::: Data extract :::
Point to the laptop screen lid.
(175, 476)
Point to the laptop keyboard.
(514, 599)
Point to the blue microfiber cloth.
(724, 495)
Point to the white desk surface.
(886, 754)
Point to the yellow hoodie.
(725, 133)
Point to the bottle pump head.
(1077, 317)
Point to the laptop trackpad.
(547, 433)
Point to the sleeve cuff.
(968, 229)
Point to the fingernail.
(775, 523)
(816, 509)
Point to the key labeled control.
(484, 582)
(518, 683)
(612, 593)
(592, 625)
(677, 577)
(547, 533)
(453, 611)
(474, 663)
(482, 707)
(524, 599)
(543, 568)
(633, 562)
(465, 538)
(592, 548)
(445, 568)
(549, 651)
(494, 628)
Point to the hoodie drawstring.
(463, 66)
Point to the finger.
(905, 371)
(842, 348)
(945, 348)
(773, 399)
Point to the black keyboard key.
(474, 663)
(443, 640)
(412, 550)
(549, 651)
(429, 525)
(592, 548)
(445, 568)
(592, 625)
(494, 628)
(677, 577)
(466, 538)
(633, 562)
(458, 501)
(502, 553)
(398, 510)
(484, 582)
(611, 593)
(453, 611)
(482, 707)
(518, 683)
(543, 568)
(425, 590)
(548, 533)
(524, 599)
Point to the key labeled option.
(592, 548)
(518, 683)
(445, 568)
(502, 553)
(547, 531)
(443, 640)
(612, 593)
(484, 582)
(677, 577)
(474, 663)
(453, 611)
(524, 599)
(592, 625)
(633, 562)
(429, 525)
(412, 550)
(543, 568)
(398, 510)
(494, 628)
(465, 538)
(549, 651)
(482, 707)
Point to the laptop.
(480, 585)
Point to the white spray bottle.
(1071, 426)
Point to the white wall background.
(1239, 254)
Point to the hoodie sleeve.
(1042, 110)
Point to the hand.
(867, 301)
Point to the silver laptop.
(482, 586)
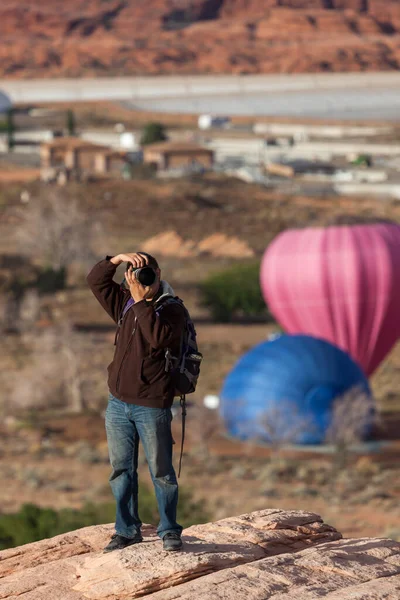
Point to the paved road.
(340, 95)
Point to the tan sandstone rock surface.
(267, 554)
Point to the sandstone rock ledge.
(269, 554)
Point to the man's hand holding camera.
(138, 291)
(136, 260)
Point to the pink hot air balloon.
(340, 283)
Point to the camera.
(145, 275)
:::
::: Data extract :::
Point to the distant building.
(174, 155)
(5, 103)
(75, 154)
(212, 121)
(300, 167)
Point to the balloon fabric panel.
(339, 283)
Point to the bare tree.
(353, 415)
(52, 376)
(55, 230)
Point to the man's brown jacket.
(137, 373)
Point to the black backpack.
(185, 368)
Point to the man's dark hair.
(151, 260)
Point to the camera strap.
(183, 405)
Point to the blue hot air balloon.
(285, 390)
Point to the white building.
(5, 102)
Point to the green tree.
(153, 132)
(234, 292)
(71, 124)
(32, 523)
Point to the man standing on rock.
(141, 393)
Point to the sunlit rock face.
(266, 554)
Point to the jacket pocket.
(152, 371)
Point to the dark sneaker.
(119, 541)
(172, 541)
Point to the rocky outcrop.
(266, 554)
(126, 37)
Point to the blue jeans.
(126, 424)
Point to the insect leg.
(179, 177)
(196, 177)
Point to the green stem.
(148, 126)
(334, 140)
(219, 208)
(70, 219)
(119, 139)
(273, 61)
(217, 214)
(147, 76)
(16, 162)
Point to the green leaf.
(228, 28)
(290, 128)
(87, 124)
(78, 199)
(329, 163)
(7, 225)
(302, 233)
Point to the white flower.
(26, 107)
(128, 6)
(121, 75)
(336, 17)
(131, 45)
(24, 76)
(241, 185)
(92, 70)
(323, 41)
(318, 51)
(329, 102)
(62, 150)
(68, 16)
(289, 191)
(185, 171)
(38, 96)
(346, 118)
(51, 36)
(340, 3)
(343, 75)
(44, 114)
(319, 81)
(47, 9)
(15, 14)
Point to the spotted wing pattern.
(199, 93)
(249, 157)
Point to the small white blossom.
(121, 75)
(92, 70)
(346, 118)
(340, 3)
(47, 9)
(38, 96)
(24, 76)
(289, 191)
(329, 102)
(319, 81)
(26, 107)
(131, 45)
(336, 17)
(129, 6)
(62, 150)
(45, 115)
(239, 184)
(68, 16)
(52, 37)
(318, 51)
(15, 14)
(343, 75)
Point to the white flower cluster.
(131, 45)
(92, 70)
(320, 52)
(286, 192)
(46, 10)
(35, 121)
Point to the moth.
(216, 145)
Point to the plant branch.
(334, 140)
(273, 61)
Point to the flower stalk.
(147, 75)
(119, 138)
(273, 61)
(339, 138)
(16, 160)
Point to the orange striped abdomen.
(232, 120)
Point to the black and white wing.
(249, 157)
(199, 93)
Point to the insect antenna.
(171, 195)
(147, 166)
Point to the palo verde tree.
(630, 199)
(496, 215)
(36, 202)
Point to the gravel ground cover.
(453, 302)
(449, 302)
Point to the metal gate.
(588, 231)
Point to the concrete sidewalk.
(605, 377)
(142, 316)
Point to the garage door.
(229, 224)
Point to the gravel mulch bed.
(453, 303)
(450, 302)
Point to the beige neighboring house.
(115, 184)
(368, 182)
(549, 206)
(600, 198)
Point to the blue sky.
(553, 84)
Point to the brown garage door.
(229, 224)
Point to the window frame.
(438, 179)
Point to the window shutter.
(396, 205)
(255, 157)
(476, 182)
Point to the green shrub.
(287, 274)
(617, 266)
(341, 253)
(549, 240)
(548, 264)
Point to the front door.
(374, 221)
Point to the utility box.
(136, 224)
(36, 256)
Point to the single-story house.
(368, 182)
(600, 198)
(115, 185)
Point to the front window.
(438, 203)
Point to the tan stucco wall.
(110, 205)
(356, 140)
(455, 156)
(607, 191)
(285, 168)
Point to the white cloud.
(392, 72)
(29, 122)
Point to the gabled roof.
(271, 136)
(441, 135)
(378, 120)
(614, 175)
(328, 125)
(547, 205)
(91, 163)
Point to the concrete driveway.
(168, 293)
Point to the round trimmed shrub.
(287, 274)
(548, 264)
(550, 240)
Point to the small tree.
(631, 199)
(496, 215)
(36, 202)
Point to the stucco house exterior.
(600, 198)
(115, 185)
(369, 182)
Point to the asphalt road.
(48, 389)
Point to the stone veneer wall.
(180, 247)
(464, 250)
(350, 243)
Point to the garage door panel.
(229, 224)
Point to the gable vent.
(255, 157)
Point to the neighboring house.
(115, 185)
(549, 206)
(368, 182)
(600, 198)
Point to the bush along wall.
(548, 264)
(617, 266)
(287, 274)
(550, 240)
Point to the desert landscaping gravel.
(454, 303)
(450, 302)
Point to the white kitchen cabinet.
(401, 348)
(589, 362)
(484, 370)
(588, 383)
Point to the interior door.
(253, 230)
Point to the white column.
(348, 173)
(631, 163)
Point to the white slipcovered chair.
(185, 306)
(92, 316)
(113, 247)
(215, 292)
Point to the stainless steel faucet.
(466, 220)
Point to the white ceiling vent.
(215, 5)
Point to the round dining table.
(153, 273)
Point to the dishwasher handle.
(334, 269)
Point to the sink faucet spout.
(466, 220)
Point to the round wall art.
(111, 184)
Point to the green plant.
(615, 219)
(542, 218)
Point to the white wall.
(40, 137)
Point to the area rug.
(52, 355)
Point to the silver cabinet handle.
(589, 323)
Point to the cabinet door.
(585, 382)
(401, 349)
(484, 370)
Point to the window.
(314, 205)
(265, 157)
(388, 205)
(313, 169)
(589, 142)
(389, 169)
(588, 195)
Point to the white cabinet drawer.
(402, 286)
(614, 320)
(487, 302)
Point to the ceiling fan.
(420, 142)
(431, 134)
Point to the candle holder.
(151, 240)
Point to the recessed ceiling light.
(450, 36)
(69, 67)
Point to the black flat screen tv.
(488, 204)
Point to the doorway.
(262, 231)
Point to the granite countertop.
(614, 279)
:::
*Instructions to follow*
Count the lines in the entries above that contain the word "panel", and reply with that number alone.

*Solution*
2